== PROMPT ==
Every record that follows must be duplicated exactly, with images left out.

━━━━━━━━━━━━━━━━

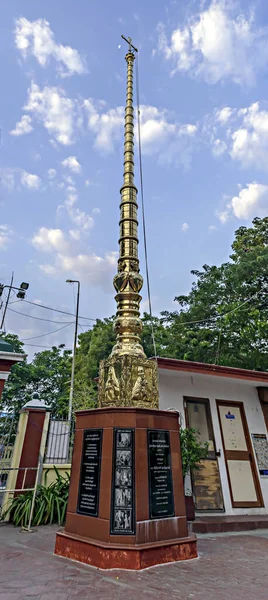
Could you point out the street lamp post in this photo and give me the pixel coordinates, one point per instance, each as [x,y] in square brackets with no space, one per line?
[21,291]
[74,349]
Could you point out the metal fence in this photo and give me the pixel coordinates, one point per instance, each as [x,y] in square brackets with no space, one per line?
[60,439]
[8,430]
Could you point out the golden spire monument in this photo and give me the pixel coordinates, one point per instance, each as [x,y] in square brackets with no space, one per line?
[127,377]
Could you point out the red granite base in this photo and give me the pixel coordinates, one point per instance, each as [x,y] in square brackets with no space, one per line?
[107,556]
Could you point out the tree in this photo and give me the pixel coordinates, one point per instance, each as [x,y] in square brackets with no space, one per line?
[48,374]
[224,317]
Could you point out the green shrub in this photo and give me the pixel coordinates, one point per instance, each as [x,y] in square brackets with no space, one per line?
[50,503]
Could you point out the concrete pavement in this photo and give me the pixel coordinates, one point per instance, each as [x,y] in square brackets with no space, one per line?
[229,567]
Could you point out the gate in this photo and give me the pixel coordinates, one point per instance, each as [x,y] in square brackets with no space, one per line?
[8,430]
[22,446]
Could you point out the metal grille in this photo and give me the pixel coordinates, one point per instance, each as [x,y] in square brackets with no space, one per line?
[8,430]
[59,442]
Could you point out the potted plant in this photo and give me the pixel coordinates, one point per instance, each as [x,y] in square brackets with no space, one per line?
[192,452]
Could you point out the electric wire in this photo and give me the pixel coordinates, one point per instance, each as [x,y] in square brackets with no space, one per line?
[39,318]
[47,333]
[53,309]
[142,204]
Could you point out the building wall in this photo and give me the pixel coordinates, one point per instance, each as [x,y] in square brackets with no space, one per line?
[173,385]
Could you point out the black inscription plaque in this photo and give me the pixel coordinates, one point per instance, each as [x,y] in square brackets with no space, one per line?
[122,509]
[88,495]
[161,499]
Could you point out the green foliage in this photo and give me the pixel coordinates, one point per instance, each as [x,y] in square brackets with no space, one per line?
[223,319]
[226,332]
[48,374]
[192,451]
[50,504]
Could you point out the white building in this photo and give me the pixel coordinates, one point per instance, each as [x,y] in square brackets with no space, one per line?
[229,407]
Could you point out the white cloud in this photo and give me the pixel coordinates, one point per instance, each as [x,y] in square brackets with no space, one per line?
[30,181]
[220,42]
[159,134]
[251,201]
[244,134]
[48,240]
[223,216]
[82,220]
[107,126]
[68,260]
[5,235]
[224,114]
[35,38]
[54,110]
[8,175]
[250,141]
[72,163]
[23,126]
[218,147]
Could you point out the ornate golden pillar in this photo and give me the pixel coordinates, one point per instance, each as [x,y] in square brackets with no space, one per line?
[127,377]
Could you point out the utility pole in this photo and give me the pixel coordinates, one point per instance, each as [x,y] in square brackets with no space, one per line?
[7,300]
[21,294]
[74,349]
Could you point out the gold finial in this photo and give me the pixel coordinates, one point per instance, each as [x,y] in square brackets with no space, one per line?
[128,281]
[127,377]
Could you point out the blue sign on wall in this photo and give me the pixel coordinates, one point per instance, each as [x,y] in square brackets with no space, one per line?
[229,416]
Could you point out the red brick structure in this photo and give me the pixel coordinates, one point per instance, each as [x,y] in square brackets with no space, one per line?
[90,539]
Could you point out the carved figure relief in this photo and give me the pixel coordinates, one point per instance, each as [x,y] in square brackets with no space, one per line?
[111,388]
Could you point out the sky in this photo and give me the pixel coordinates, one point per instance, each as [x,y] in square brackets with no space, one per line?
[204,123]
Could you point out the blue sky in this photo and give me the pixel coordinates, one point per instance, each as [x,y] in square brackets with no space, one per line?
[203,89]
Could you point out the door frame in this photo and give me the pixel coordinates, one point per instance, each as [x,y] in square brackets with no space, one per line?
[206,402]
[252,461]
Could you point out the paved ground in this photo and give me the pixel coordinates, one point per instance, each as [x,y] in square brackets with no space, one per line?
[230,567]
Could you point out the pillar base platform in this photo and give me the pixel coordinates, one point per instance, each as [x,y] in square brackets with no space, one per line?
[136,558]
[126,507]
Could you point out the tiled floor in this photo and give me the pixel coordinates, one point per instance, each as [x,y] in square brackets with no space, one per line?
[230,567]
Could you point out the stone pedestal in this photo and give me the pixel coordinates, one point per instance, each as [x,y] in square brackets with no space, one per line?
[126,505]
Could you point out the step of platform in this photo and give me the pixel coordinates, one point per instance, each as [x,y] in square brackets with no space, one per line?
[220,524]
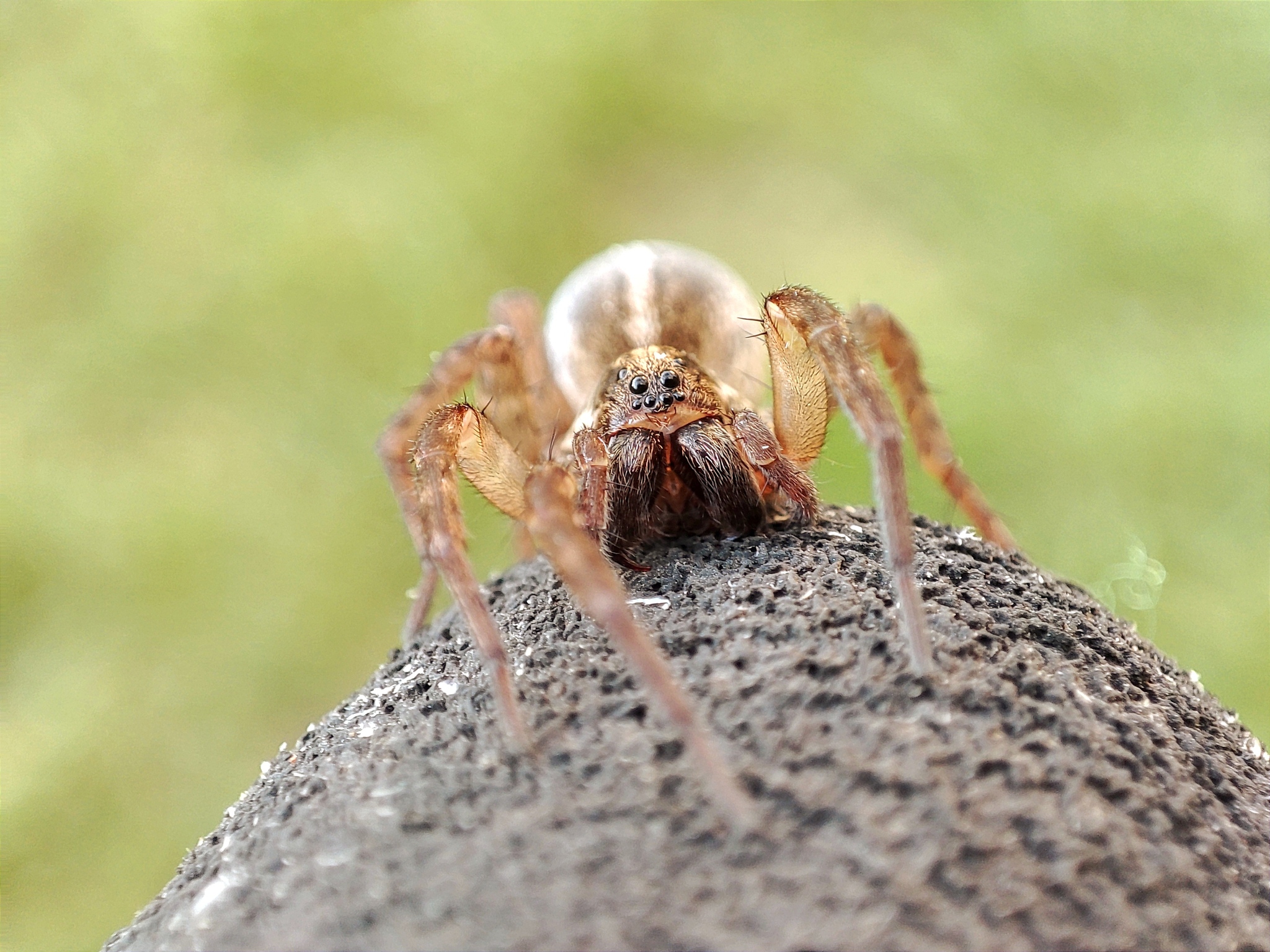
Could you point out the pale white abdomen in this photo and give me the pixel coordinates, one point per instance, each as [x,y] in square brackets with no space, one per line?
[654,293]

━━━━━━━━━━━━━━━━

== YOUR RESPONSE ==
Could you point out the street lamp post in this photo and give me the pixel coordinates, one point per instance, each as [x,y] in square brackets with no space, one per line?
[21,291]
[74,349]
Could you point out the metal fence in this photo and give me the pixel coordinates, one point per instance, each as [x,y] in square brackets with no space, one per line?
[60,439]
[8,430]
Could you point out the golden spire monument in this photo and give me the pixel coordinates, one point per instance, each as [x,y] in square brackets with no space, one per line?
[127,377]
Could you point out the red granite base in this photo and give me the pixel coordinates, one point per instance, each as [x,y] in square brackets with no space, one per line?
[107,556]
Could you point out the tree in this photo and give me the pixel coordinates, one point per instance, each as [x,y] in square brackets with no space, one per line?
[48,374]
[224,317]
Could you point out the green shrub in this photo and give me the pixel coordinates, one point per instance, each as [x,y] in square brackets with no space, one per line?
[50,503]
Could you point out the concrete pavement in this photo and give me the pixel coordinates, one point per instance, each as [x,y] in square brackets with no space, one per line?
[229,567]
Could you point out the gate in this photo and give me the pixel coordinates, one point per instance, each as [x,y] in square brackets with no space, one per line?
[8,430]
[22,446]
Could you point out the metal grille in this photo and give me the pixel coordinates, one point per instance, each as [x,y] in square brackets with no space, one per line?
[8,430]
[59,442]
Could you point out the potted plant in this photo and give me the pixel coordinates, one point per instance, each as [x,y] in square brackets with no space, one per line?
[192,452]
Could you point out the electric wire in this photo and give me the pixel coordinates, one point per instance, each as [x,y] in square brackets with no space, one per line?
[39,318]
[47,333]
[53,309]
[142,204]
Could you point out the building wall in this photo and give me the pixel coordinates, one point per instance, each as [x,y] in square brackets with no space, one per line?
[173,385]
Could you point out the black inscription plaque in this photo and give me the pixel coordinates, one point per instance, each as [x,y] in square brackets with no space, one per line?
[122,509]
[88,495]
[161,499]
Could you point out the green foliage in this photo and give me the pixel coordinates, one point per instance, each as [x,y] in square brackets with no space, one per line?
[223,319]
[226,332]
[48,374]
[192,451]
[50,504]
Could you point out the white building in this photo and give me the pixel coordinates, one point per instance, each as [x,y] in square brackets with no space, one per line?
[229,407]
Could you point out the white cloud in this photo and give me the pixel coordinates, one point per instance, each as [x,y] in square brackets with no space, one per line?
[30,181]
[220,42]
[159,134]
[251,201]
[244,134]
[48,240]
[223,216]
[82,220]
[107,126]
[68,260]
[5,235]
[224,114]
[35,38]
[54,110]
[8,175]
[250,141]
[72,163]
[23,126]
[218,147]
Could you point out the ornate golden pillar in this photo and give me the pixel coordinates, one point per instance, each as [x,y] in square brackets with no space, one per line?
[127,377]
Could you point out the utility pole in this photo and give me the pixel coordinates, one point per instance, each as [x,y] in square brackets with no space, one per line?
[7,300]
[21,294]
[74,349]
Could you point out the gold finial in this photo and give me the pixel coordinates, one point per instance, each as [x,y] in square brackets with no space, one per line?
[128,281]
[127,377]
Could you point out the blue sign on wall in this photo and give me the pixel coordinates, one point per instance, each as [x,y] in square brackets with no space, one per line?
[229,416]
Could you point out the red brick structure in this photo and give me the pixel coordinates, one point per instance, each as [x,y] in square brackets with no space, one per line?
[90,539]
Could you point out the carved figure relief in this photo and give me the pixel coordinates, one point per instance, each as [x,y] in square brackets with no space, one per line?
[111,388]
Could you point out the sky in this photo and give me the pixel coordinates, one point per instance, each as [x,y] in square brackets with no space, one per line?
[204,123]
Could you point out the blue sky in this photo and give me the pixel coordinates, one point per instance, each as [x,y] in square brackets with no space, one per line?
[203,89]
Could you point out the door frame in this photo and give me the pixel coordinates, one point per instance, each as [x,y] in square brackets with no space, one per line?
[206,402]
[252,461]
Could you point out the paved ground in this photo and give me the pixel coordinates, one point per instance, each as [x,y] in square brackets with no space, one per line?
[230,567]
Could you point out the pillar base platform in this photo and give me the pixel coordinates, one point per instance, each as [x,y] in square brackets with no space, one per line?
[136,558]
[126,507]
Could you point out the tiled floor in this photo and give me the pixel coordinates, one point per instance, each as [x,y] in square brackets with no space, one per line?
[230,567]
Could you point out the stone pedestal in this photo and give me the pixel coordinates, one point per instance, each as [x,y] in square brackets with no space, one per line?
[126,505]
Could you point out the step of platform in this photo and give me the pixel coordinates, one point per instance, each as [x,y] in square brackets with no space, one per line?
[220,524]
Could you point out the pale white abdomen in this photo and give me the pixel coordinates, one point per instance, each as [x,y] in square brackets with no space, one per line?
[654,293]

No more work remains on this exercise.